»»

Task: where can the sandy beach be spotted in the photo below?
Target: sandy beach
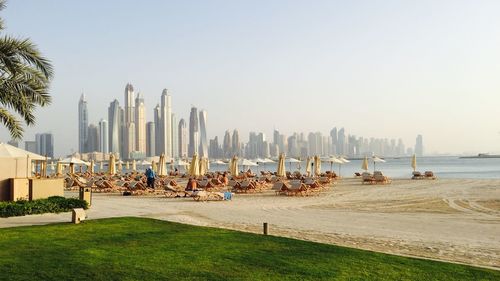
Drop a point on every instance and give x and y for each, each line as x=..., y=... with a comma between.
x=446, y=219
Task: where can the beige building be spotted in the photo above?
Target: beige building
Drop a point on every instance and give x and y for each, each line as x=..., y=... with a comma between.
x=17, y=180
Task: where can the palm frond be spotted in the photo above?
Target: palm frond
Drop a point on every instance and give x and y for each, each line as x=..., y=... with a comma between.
x=15, y=128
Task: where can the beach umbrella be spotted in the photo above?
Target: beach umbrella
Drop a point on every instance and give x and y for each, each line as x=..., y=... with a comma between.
x=364, y=165
x=203, y=165
x=377, y=160
x=331, y=160
x=281, y=166
x=120, y=166
x=234, y=170
x=308, y=166
x=317, y=165
x=162, y=168
x=112, y=167
x=414, y=162
x=292, y=160
x=91, y=166
x=194, y=169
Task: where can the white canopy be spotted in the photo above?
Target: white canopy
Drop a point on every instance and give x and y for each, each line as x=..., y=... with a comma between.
x=218, y=162
x=246, y=162
x=332, y=160
x=9, y=151
x=73, y=160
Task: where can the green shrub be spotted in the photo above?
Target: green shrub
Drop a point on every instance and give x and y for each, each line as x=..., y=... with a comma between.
x=54, y=204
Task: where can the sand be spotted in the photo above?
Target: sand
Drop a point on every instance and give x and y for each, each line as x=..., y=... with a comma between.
x=452, y=220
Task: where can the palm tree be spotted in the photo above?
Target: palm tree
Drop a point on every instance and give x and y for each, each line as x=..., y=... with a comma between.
x=24, y=81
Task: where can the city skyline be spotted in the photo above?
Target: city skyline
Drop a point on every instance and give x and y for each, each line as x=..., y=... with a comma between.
x=401, y=72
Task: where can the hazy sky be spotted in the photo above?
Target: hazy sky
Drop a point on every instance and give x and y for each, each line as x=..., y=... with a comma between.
x=378, y=68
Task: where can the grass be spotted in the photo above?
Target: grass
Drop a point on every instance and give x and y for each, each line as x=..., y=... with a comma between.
x=147, y=249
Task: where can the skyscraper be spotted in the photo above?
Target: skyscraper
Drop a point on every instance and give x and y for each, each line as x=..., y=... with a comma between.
x=419, y=146
x=175, y=137
x=203, y=134
x=194, y=133
x=140, y=122
x=93, y=138
x=158, y=129
x=236, y=143
x=150, y=139
x=83, y=120
x=45, y=144
x=129, y=125
x=166, y=121
x=183, y=139
x=103, y=136
x=227, y=145
x=114, y=112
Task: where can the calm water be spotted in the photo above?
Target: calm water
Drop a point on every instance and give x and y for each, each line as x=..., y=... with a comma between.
x=443, y=167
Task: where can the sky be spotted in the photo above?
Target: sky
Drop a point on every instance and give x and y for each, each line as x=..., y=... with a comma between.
x=383, y=69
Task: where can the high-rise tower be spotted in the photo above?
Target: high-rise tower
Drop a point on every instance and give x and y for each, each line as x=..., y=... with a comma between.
x=166, y=121
x=129, y=125
x=115, y=126
x=103, y=136
x=183, y=139
x=140, y=124
x=203, y=134
x=83, y=120
x=194, y=133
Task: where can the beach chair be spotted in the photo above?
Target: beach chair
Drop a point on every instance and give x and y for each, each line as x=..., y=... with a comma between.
x=416, y=175
x=429, y=175
x=367, y=178
x=380, y=178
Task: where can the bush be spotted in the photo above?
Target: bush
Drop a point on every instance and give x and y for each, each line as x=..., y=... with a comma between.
x=54, y=204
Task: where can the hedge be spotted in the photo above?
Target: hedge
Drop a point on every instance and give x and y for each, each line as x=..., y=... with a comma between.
x=54, y=204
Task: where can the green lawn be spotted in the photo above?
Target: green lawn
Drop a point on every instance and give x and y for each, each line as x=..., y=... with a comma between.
x=147, y=249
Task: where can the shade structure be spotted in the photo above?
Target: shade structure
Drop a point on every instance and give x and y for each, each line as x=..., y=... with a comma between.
x=9, y=151
x=332, y=160
x=162, y=167
x=203, y=165
x=219, y=162
x=234, y=170
x=194, y=169
x=308, y=166
x=377, y=160
x=91, y=166
x=180, y=163
x=120, y=166
x=73, y=160
x=247, y=163
x=364, y=164
x=281, y=172
x=414, y=162
x=59, y=168
x=317, y=165
x=112, y=167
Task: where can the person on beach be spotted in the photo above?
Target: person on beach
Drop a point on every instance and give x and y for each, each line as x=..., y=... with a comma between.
x=150, y=175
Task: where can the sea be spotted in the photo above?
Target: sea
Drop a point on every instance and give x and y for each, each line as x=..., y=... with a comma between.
x=452, y=167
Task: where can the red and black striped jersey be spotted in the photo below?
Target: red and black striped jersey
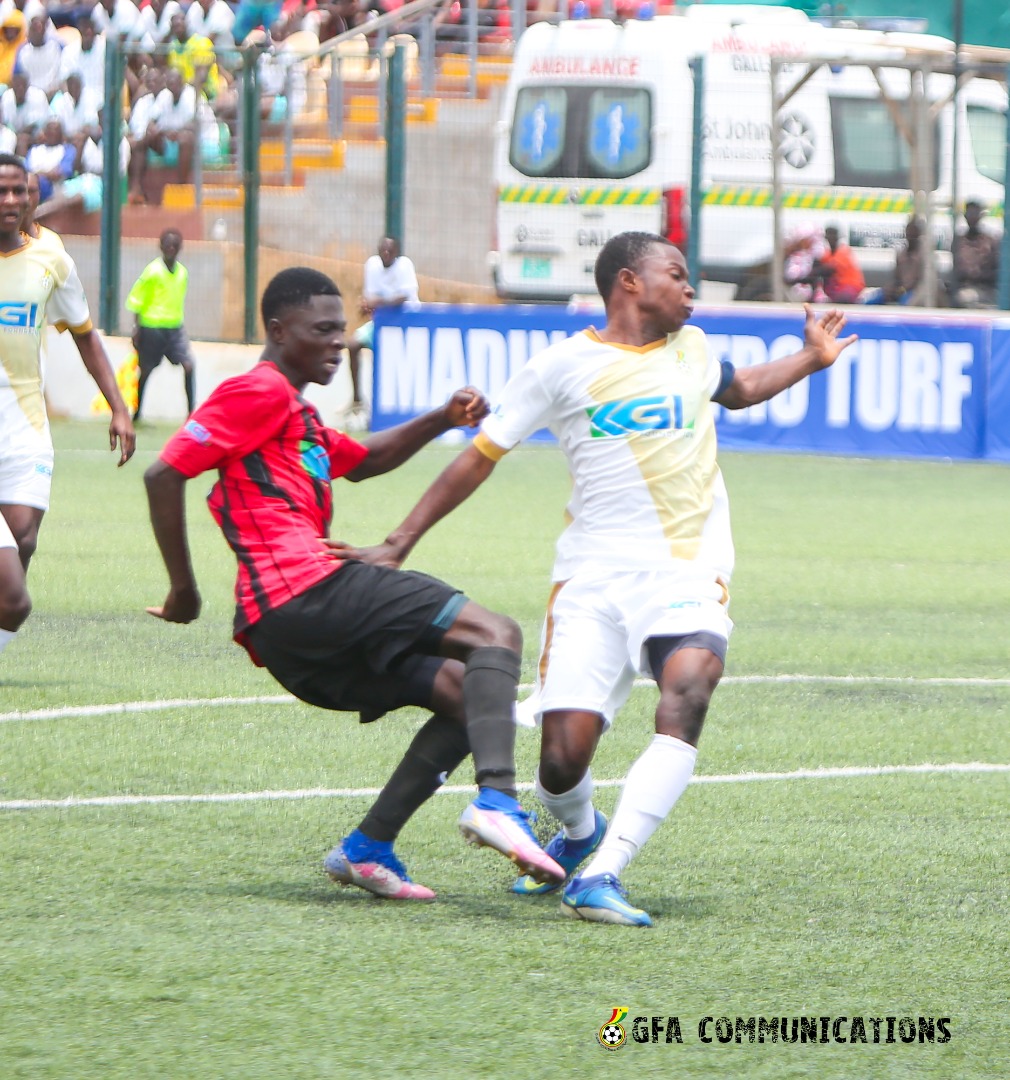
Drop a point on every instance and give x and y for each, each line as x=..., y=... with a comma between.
x=272, y=500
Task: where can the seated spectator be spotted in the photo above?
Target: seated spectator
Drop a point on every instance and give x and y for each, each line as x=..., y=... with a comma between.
x=39, y=57
x=88, y=59
x=156, y=23
x=29, y=9
x=905, y=285
x=282, y=84
x=13, y=35
x=24, y=109
x=52, y=160
x=192, y=55
x=803, y=250
x=170, y=134
x=251, y=14
x=213, y=19
x=336, y=16
x=839, y=274
x=77, y=109
x=975, y=262
x=118, y=17
x=84, y=190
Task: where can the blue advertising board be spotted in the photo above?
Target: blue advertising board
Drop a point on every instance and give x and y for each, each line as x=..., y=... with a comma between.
x=912, y=386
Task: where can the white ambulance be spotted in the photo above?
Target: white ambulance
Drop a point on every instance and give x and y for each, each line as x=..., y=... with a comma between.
x=596, y=138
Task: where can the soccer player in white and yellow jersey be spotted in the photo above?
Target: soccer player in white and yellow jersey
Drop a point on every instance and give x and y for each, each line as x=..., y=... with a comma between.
x=38, y=285
x=643, y=568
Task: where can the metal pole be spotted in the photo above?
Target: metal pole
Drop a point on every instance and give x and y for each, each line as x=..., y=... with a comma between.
x=251, y=186
x=955, y=149
x=1002, y=282
x=778, y=259
x=694, y=238
x=395, y=144
x=111, y=217
x=472, y=48
x=336, y=95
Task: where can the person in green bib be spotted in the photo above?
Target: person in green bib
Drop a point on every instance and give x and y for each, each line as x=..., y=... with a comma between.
x=158, y=300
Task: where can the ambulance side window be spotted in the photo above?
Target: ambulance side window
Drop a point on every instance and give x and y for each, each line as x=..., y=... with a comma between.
x=588, y=132
x=870, y=151
x=618, y=132
x=539, y=130
x=988, y=142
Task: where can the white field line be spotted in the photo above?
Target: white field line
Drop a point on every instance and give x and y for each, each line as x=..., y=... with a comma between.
x=353, y=793
x=285, y=699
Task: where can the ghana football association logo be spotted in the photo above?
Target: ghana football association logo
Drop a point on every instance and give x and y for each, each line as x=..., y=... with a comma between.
x=613, y=1036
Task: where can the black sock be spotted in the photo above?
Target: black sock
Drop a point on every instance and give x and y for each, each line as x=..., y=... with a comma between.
x=489, y=684
x=435, y=751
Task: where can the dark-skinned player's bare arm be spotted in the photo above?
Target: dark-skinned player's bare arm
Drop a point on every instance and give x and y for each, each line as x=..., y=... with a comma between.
x=751, y=386
x=454, y=485
x=387, y=449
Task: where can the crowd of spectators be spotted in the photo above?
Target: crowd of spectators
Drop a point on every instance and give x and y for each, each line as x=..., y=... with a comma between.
x=179, y=94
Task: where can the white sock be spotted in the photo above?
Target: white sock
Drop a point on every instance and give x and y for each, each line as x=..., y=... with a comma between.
x=573, y=809
x=654, y=783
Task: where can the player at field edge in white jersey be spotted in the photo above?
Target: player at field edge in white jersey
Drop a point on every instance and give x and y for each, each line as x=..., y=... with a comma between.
x=38, y=285
x=642, y=571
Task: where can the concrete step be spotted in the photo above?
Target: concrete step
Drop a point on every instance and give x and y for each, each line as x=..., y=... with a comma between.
x=365, y=110
x=306, y=153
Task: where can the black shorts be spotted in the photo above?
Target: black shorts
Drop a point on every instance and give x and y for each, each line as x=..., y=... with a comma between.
x=365, y=639
x=156, y=342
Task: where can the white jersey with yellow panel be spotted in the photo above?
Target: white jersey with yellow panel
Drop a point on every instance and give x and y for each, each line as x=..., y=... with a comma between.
x=637, y=429
x=39, y=284
x=647, y=552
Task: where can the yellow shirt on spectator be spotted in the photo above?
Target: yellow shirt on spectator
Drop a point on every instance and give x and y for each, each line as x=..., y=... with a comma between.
x=158, y=296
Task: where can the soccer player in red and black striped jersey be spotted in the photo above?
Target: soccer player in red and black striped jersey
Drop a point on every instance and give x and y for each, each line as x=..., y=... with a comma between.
x=339, y=633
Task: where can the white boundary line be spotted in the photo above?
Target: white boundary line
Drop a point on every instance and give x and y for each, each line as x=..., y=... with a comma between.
x=285, y=699
x=353, y=793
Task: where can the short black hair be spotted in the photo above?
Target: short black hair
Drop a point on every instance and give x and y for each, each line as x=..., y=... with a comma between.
x=623, y=252
x=294, y=288
x=14, y=161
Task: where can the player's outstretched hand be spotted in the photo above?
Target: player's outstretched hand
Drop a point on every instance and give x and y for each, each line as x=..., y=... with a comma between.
x=381, y=554
x=121, y=432
x=822, y=334
x=467, y=407
x=179, y=606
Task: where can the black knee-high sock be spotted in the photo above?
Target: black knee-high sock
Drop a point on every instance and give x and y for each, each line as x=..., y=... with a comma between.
x=489, y=684
x=142, y=382
x=435, y=751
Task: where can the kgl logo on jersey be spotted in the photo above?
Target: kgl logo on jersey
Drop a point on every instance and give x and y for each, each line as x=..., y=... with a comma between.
x=636, y=415
x=314, y=460
x=17, y=315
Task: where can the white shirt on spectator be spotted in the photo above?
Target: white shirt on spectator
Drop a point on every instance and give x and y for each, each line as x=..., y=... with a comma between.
x=76, y=116
x=389, y=282
x=90, y=64
x=124, y=19
x=41, y=64
x=142, y=115
x=32, y=112
x=171, y=115
x=93, y=157
x=216, y=24
x=153, y=30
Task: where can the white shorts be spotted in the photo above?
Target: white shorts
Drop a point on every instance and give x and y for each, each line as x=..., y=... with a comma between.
x=26, y=478
x=597, y=624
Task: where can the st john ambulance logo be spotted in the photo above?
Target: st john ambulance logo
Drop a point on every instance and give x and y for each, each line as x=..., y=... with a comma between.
x=613, y=1036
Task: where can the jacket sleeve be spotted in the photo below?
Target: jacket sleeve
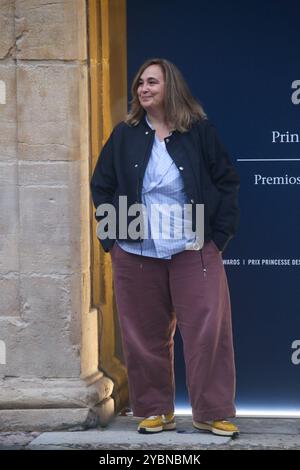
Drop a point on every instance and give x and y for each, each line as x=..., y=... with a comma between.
x=104, y=181
x=227, y=182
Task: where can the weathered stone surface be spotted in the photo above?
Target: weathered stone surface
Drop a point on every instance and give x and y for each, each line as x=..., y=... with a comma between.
x=8, y=126
x=47, y=419
x=45, y=340
x=49, y=230
x=51, y=30
x=9, y=231
x=50, y=112
x=7, y=28
x=9, y=288
x=52, y=393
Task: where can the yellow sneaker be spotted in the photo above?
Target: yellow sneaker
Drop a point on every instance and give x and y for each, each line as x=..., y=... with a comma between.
x=221, y=428
x=157, y=423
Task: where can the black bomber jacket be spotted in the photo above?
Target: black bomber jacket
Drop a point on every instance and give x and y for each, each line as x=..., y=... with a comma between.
x=208, y=174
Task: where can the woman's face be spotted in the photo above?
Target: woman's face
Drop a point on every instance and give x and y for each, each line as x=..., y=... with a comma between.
x=151, y=88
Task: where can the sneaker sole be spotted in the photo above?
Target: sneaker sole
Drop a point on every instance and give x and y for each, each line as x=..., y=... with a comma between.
x=165, y=427
x=217, y=432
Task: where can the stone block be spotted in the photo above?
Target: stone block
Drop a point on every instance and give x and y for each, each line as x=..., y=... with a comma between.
x=51, y=30
x=8, y=134
x=52, y=117
x=9, y=288
x=7, y=28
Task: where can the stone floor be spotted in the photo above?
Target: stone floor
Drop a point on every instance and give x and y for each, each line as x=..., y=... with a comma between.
x=255, y=433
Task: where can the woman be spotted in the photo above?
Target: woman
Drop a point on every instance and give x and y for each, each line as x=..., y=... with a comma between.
x=166, y=151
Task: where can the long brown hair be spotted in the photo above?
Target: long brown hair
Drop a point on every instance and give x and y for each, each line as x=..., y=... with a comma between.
x=181, y=108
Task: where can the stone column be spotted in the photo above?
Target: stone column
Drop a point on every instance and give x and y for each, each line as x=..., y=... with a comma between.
x=44, y=222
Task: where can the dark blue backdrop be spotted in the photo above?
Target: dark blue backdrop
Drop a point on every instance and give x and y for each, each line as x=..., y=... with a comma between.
x=240, y=59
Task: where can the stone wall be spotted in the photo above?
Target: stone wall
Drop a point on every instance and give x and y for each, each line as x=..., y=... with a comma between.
x=44, y=186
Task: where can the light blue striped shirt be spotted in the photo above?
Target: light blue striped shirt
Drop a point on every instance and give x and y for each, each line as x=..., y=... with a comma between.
x=163, y=184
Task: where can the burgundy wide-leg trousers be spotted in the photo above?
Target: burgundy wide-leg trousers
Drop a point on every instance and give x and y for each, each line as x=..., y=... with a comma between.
x=154, y=294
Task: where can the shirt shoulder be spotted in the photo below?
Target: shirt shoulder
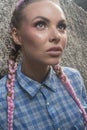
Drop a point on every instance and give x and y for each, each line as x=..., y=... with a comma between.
x=76, y=80
x=73, y=74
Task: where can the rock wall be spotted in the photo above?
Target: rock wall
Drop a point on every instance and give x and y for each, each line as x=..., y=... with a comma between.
x=76, y=51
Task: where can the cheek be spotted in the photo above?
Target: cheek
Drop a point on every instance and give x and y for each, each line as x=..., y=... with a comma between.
x=64, y=40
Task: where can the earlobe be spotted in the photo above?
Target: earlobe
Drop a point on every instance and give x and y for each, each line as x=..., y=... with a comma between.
x=16, y=37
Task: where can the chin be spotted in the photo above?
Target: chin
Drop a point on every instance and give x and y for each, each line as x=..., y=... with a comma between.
x=54, y=62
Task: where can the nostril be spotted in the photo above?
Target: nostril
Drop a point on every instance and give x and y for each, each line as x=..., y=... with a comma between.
x=54, y=39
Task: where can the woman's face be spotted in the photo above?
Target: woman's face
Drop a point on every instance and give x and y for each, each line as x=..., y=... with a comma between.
x=43, y=33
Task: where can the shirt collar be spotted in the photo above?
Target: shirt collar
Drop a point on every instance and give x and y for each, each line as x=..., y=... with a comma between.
x=32, y=86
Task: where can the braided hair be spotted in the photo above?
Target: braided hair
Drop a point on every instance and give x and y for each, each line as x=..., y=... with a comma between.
x=16, y=21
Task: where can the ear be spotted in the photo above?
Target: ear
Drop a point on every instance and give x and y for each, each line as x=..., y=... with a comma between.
x=16, y=36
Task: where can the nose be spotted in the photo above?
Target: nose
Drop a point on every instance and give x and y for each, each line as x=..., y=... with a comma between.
x=55, y=35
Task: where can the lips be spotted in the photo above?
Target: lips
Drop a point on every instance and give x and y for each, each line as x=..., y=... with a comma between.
x=54, y=51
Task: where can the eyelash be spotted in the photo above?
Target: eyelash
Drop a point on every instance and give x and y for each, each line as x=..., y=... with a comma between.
x=62, y=26
x=37, y=25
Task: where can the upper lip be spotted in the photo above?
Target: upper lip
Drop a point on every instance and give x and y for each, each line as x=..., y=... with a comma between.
x=55, y=49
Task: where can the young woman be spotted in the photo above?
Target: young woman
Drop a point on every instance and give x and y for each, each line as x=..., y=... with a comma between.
x=39, y=94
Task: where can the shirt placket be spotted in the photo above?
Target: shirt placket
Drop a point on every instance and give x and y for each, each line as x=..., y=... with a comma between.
x=50, y=108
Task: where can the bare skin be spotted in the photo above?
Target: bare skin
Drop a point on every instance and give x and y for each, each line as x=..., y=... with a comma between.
x=42, y=37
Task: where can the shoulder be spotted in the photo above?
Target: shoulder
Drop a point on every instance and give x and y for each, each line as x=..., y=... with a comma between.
x=75, y=78
x=72, y=74
x=3, y=85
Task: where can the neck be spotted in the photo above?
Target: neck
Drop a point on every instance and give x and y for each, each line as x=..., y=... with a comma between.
x=35, y=71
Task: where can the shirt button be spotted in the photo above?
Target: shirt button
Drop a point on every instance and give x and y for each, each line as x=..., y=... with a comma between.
x=48, y=103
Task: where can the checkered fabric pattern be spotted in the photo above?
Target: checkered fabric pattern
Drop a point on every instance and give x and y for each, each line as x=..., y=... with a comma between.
x=46, y=105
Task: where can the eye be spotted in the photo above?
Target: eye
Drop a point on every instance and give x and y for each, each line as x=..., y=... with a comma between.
x=61, y=26
x=40, y=25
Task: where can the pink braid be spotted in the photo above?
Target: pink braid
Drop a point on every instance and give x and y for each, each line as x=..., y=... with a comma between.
x=70, y=89
x=19, y=3
x=10, y=95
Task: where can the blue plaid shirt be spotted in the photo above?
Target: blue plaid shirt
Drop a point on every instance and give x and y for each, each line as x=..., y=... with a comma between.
x=44, y=106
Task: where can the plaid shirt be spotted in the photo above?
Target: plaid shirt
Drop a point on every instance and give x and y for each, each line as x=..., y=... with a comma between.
x=44, y=106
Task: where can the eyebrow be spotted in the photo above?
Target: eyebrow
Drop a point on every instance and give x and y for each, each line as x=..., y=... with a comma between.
x=47, y=20
x=41, y=17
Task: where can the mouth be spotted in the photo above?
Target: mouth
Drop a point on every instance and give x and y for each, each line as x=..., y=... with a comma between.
x=55, y=51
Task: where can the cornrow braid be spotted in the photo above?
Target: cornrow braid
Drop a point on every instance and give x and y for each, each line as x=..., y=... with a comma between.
x=12, y=66
x=65, y=81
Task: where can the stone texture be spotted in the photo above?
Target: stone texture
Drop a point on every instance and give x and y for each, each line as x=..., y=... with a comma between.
x=76, y=51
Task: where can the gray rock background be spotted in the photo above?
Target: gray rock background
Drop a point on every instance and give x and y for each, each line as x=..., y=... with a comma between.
x=76, y=51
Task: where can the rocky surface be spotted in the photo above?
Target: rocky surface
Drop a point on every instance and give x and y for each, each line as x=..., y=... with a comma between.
x=76, y=51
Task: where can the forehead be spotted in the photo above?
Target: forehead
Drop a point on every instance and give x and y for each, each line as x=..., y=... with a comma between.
x=45, y=8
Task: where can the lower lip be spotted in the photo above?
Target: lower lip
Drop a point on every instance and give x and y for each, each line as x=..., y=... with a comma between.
x=54, y=53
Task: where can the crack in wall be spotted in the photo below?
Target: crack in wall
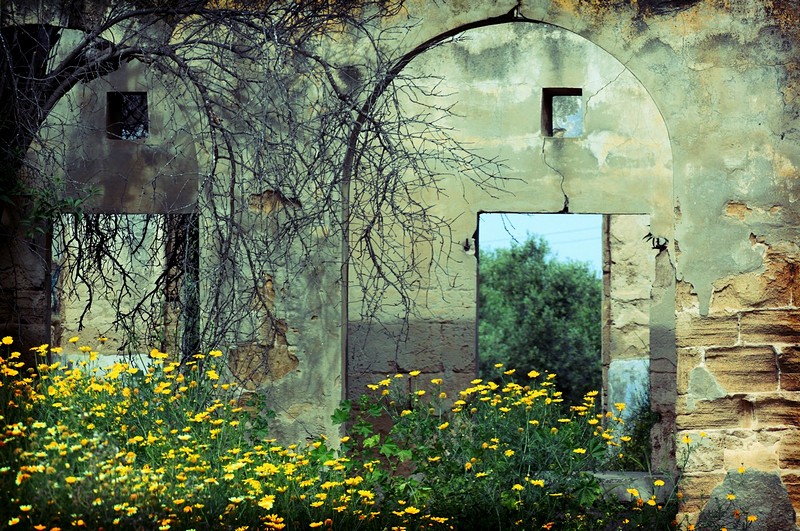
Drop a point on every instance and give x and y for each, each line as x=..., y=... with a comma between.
x=565, y=207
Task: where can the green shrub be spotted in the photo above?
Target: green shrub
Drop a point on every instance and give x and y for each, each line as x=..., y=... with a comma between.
x=170, y=446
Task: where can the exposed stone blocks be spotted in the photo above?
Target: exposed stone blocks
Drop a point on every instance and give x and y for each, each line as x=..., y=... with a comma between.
x=743, y=369
x=770, y=327
x=789, y=367
x=789, y=450
x=777, y=410
x=718, y=331
x=727, y=412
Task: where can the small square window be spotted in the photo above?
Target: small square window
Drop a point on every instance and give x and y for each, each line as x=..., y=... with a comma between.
x=126, y=115
x=562, y=112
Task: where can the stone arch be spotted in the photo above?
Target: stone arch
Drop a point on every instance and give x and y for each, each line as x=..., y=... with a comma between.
x=494, y=73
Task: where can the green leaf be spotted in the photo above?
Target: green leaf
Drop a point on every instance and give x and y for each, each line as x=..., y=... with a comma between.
x=342, y=413
x=371, y=442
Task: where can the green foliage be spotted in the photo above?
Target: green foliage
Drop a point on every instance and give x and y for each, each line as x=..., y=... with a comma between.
x=498, y=455
x=536, y=313
x=169, y=446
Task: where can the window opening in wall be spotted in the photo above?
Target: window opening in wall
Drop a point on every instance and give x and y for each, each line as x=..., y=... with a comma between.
x=562, y=112
x=531, y=283
x=540, y=292
x=126, y=115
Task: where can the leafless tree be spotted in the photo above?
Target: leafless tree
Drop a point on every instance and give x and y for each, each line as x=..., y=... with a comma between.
x=296, y=147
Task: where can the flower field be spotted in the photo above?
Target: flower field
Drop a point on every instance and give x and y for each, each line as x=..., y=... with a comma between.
x=171, y=446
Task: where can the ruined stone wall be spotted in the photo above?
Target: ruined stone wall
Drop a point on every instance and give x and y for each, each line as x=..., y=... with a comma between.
x=691, y=117
x=724, y=78
x=495, y=80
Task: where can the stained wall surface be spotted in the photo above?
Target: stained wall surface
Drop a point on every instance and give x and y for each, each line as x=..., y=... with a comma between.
x=690, y=117
x=713, y=161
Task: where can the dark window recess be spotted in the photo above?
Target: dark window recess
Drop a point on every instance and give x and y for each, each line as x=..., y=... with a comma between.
x=562, y=112
x=126, y=115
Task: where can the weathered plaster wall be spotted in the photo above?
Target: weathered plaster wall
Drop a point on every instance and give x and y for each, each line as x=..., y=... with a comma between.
x=691, y=117
x=492, y=79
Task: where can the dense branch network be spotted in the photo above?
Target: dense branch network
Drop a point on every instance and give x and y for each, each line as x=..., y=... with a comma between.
x=294, y=147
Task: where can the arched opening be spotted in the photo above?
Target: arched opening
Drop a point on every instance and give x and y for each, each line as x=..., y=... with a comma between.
x=491, y=87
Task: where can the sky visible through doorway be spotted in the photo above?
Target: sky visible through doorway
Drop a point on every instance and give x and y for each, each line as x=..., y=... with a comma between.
x=575, y=237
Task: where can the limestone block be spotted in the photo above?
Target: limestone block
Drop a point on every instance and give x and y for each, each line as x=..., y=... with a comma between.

««

=== Exercise details ===
Write out the lines above, starting at the line that contains "Task: where can the arched" and ending with the final line, and nothing else; copy them exactly.

=== Response ===
Task: where can the arched opening be spotted in the photo above?
Target: arched opening
Drop a point on every instance and give x and y for each, each line as x=..., y=... with a comma between.
x=491, y=87
Task: where can the sky visible through doorway be spotted in the photo above?
Target: sky visible through doorway
Drop a point on every instance and give x and y for each, each line as x=..., y=... with a comma between.
x=575, y=237
Task: where can the limestone block be spotted in the photo above?
Target: limestone block
Drop a point on every instance and give x and y for each, each line as x=..., y=... with a comma between.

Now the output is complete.